## Objectives
1. In the Gun Gale Online article, condense the paragraph beginning "Sword Art Online Alternative: Gun Gale Online (ソードアート・オンライン" into a bulleted list of its main facts.
2. Write the next passage of the Gun Gale Online article, picking up after its final sentence.

===== Page extract =====

- First light novel volume cover, featuring Llenn (left) and Karen Kohiruimaki (right)

ソードアート・オンライン オルタナティブ ガンゲイル・オンライン (Sōdo Āto Onrain Orutanatibu: Gan Geiru Onrain)
- Genre: Adventure; Comedy drama; Science fiction;
- Written by: Keiichi Sigsawa
- Illustrated by: Kouhaku Kuroboshi
- Published by: ASCII Media Works
- English publisher: NA: Yen Press;
- Imprint: Dengeki Bunko
- Original run: December 10, 2014 – present
- Volumes: 14 (List of volumes)
- Written by: Keiichi Sigsawa
- Illustrated by: Tadadi Tamori
- Published by: ASCII Media Works
- English publisher: NA: Yen Press;
- Magazine: Dengeki Maoh
- Original run: December 27, 2015 – January 21, 2021
- Volumes: 4
- Directed by: Masayuki Sakoi
- Written by: Yōsuke Kuroda
- Music by: Starving Trancer
- Studio: 3Hz (S1); A-1 Pictures (S2);
- Licensed by: AUS: Madman Entertainment; BI: Anime Limited; NA: Aniplex of America; SEA: Muse Communication;
- Original network: Tokyo MX, BS11, GYT, GTV, MBS, TV Aichi, Nittele Plus (S1), AT-X (S2)
- Original run: April 8, 2018 – December 21, 2024
- Episodes: 24
- Anime and manga portal

= Sword Art Online Alternative: Gun Gale Online =

Japanese light novel and its adaptations

Sword Art Online Alternative: Gun Gale Online (ソードアート・オンライン オルタナティブ ガンゲイル・オンライン, Sōdo Āto Onrain Orutanatibu: Gan Geiru Onrain) is a Japanese light novel series written by Keiichi Sigsawa and illustrated by Kouhaku Kuroboshi. The series is a spin-off of Reki Kawahara's Sword Art Online series. A manga adaptation by Tadadi Tamori launched in 2015, and an anime television series adaptation produced by studio 3Hz aired between April and June 2018. A second season produced by A-1 Pictures premiered in October 2024. Both the light novel and the manga adaptation are published in North America by Yen Press, while the anime is licensed by Aniplex of America.

===== Provided material =====

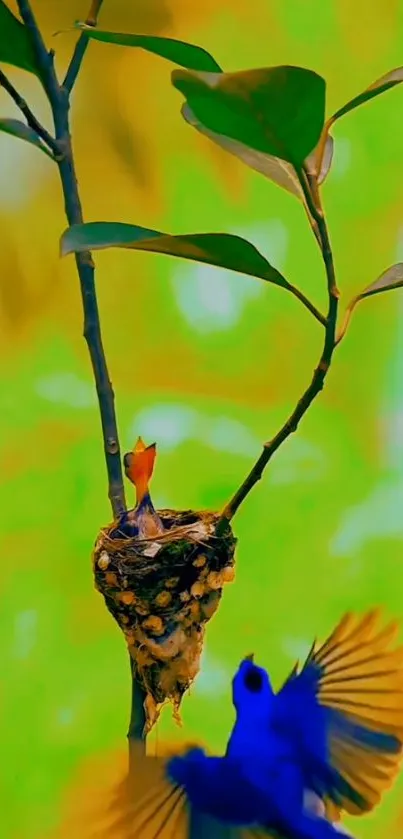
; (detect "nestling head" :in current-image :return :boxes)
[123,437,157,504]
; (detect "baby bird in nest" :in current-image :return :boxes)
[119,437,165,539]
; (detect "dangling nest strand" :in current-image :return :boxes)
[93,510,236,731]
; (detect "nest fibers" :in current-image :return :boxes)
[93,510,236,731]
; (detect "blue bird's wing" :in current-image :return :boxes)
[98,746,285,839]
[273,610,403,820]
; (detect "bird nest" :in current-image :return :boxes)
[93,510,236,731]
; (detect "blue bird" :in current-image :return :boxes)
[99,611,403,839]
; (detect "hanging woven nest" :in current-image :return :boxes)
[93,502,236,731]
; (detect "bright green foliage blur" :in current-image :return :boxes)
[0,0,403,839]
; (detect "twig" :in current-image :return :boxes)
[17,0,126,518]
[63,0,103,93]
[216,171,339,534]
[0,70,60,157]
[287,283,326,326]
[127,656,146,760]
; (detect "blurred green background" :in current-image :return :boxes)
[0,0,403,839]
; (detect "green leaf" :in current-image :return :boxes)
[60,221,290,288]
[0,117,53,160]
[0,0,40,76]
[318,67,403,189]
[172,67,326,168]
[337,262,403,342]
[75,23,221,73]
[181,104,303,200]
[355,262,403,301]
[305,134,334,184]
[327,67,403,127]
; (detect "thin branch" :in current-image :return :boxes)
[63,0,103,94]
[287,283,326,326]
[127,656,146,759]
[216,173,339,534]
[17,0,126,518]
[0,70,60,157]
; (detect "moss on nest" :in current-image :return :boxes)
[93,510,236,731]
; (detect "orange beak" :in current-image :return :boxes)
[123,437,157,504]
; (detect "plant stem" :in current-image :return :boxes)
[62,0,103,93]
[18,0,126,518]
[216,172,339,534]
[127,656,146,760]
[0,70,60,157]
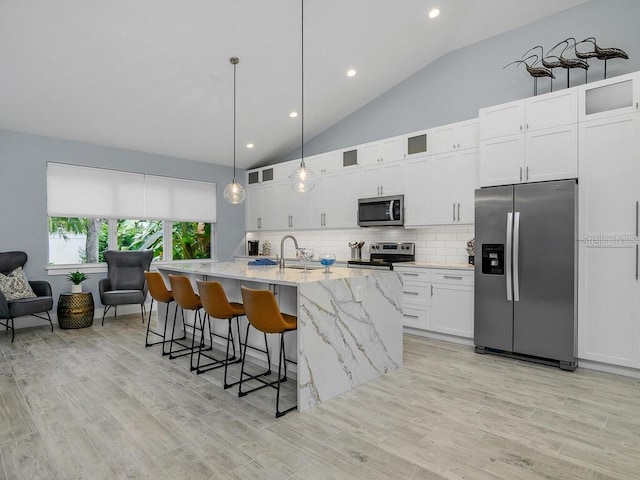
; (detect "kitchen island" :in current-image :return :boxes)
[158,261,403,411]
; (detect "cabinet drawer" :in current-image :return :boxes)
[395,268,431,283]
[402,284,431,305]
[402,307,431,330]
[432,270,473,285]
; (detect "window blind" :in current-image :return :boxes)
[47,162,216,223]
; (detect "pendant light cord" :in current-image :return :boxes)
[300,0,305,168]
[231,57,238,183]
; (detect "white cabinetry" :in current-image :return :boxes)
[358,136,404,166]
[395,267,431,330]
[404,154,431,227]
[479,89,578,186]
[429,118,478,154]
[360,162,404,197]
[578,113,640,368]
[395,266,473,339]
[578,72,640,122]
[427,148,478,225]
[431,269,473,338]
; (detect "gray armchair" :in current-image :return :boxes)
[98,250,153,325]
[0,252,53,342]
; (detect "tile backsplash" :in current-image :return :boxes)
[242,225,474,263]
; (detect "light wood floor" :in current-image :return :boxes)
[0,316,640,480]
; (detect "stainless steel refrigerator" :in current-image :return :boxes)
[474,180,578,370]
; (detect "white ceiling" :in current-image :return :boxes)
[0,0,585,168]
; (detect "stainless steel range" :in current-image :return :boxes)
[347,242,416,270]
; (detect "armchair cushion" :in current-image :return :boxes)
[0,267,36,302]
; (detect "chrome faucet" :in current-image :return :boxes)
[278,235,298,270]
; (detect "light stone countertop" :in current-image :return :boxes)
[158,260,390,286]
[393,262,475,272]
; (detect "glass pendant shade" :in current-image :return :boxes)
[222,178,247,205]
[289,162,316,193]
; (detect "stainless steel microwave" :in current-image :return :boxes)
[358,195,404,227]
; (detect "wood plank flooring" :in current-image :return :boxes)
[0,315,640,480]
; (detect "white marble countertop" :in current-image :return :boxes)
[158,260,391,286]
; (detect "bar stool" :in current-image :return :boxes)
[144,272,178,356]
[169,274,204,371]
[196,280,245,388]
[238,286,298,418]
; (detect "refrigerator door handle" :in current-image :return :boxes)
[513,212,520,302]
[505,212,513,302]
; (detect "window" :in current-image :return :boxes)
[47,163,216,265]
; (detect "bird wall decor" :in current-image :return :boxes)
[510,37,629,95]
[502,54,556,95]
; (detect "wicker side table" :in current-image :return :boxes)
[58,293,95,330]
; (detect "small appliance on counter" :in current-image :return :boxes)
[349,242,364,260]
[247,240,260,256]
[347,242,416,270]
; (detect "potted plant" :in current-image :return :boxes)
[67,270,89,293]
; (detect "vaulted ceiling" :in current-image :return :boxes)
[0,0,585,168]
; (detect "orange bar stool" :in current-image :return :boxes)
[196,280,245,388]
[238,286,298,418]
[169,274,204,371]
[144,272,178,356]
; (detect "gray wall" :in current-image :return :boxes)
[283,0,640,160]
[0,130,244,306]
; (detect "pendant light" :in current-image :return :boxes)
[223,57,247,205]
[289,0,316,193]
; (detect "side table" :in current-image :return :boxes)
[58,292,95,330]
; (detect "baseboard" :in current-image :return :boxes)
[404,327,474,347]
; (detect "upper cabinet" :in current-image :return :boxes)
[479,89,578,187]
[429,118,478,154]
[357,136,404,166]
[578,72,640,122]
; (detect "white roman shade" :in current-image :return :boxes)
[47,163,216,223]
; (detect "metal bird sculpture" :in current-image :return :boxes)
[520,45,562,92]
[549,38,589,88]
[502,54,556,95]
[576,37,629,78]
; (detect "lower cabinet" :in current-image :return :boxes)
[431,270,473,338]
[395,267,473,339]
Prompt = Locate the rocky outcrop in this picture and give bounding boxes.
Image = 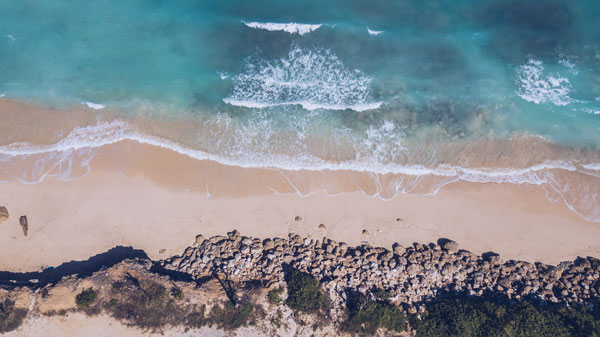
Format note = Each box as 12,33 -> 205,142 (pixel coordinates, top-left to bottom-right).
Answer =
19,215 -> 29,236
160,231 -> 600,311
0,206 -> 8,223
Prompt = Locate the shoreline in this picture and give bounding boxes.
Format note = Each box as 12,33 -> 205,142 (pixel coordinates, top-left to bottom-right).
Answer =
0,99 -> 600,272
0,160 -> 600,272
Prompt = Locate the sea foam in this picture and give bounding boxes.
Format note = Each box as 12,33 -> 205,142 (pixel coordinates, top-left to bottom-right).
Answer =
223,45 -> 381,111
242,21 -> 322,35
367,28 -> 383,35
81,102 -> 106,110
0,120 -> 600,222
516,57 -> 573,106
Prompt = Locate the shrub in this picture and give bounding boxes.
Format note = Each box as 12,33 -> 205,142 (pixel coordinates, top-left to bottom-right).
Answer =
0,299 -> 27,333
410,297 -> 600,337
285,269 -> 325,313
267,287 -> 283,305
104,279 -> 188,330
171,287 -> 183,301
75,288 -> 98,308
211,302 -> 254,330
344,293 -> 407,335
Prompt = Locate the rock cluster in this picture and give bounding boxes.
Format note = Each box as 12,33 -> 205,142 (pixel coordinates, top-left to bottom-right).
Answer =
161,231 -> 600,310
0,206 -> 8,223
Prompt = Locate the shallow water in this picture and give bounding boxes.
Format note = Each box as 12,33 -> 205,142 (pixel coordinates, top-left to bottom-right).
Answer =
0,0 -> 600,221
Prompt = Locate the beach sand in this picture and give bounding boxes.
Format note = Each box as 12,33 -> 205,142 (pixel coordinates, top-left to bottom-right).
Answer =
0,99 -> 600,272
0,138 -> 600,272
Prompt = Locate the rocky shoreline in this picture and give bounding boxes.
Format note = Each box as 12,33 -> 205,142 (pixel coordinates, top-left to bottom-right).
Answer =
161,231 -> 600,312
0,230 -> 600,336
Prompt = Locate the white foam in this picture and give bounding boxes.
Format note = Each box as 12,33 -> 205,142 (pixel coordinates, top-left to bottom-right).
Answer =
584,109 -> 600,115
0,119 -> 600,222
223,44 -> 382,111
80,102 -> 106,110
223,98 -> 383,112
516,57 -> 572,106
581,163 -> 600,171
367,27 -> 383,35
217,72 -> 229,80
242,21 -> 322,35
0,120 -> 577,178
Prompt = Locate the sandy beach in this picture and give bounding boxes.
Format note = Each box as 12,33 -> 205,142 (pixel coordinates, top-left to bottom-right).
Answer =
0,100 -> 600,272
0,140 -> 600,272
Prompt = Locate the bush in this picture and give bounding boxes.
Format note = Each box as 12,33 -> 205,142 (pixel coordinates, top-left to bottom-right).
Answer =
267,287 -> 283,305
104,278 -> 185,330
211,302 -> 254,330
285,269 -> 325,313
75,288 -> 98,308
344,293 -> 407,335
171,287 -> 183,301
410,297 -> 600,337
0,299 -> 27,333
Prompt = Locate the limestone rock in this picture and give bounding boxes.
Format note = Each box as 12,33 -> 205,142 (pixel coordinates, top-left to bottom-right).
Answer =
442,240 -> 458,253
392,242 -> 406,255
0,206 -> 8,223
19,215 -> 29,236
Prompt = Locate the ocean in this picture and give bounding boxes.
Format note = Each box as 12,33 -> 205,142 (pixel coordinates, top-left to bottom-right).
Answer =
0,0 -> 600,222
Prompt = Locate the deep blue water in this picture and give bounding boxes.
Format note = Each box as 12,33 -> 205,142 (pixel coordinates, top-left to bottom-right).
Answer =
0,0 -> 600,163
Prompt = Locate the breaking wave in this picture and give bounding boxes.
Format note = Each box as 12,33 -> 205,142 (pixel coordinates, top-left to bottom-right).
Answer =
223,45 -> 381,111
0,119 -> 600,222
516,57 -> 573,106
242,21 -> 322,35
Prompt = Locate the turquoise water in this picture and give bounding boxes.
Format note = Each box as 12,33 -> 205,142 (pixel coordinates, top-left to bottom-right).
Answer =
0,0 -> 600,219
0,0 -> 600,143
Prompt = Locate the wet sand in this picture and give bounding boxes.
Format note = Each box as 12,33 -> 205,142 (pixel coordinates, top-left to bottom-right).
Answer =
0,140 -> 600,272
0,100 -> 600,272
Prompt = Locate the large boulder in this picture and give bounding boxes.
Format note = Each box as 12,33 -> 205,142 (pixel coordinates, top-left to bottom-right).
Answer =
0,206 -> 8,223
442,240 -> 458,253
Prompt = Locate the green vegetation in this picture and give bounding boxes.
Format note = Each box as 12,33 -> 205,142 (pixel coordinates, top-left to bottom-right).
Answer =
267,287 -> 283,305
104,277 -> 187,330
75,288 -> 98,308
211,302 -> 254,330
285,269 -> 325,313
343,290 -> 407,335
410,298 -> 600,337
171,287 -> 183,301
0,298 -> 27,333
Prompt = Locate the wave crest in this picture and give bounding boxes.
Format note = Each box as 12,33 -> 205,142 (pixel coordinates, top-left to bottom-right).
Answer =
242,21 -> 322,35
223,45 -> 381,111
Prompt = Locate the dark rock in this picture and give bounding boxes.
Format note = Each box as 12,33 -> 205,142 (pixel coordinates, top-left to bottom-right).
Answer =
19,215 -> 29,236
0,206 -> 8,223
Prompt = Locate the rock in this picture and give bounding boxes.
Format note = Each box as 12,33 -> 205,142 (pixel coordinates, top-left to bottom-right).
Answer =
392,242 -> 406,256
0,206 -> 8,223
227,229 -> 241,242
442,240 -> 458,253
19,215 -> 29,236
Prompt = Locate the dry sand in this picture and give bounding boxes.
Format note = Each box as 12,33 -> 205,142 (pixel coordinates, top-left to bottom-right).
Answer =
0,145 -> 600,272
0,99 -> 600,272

=====

## Outputs for the tasks
1.
- Japanese light novel series written by Keiichi Sigsawa and illustrated by Kouhaku Kuroboshi
- Spin-off of Reki Kawahara's Sword Art Online series
- Manga adaptation by Tadadi Tamori launched in 2015
- First anime season by studio 3Hz aired April–June 2018
- Second season by A-1 Pictures premiered in October 2024
- North American publisher of the light novel and manga: Yen Press
- North American licensor of the anime: Aniplex of America

2.
== Plot ==

Due to the incident that occurred in VR MMORPG Sword Art Online—where 10,000 players were trapped in the game on launch day—the popularity of VR games has plummeted due to fear of similar incidents. The NerveGear, SAO's VR device, was recalled and destroyed, but with the launch of its successor, the AmuSphere, combined with release of the license-free development support package the "Seed", the popularity of VR games saw a sudden resurgence.

The story follows Karen Kohiruimaki, a university student with a complex about her abnormal height. She begins playing a VR game called Gun Gale Online after it gives her the short, cute avatar that she has always wanted.

== Media ==
=== Print ===

Dengeki Bunko announced on September 18, 2014, that Keiichi Sigsawa would be writing a light novel based on Reki Kawahara's Sword Art Online light novel series. The series is supervised by Kawahara and illustrated by Kouhaku Kuroboshi, and ASCII Media Works published the first novel under the Dengeki imprint on December 10, 2014. During their panel at Anime NYC on November 18, 2017, Yen Press announced that they had licensed the series.

Tadadi Tamori launched a manga adaptation in ASCII Media Works seinen manga magazine Dengeki Maoh on October 27, 2015. During their panel at Sakura-Con on April 15, 2017, Yen Press announced that they had licensed the series in North America.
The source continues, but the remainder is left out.